**Extracted information**
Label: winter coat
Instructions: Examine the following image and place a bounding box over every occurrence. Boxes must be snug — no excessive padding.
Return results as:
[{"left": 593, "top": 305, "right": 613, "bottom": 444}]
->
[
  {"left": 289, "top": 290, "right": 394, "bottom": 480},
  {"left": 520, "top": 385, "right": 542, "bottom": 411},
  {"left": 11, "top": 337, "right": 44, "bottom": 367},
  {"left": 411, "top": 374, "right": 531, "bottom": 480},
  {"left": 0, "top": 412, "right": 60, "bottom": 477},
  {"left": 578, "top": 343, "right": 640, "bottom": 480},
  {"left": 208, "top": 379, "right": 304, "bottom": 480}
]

**What is needed**
Collect every line of the records above that contains the string "bottom", treating uppercase and lowercase as different.

**Answer for the task**
[{"left": 593, "top": 305, "right": 613, "bottom": 444}]
  {"left": 289, "top": 290, "right": 394, "bottom": 480},
  {"left": 520, "top": 385, "right": 542, "bottom": 411},
  {"left": 11, "top": 337, "right": 44, "bottom": 367},
  {"left": 411, "top": 374, "right": 531, "bottom": 480},
  {"left": 0, "top": 412, "right": 60, "bottom": 477},
  {"left": 578, "top": 343, "right": 640, "bottom": 480},
  {"left": 208, "top": 379, "right": 304, "bottom": 480}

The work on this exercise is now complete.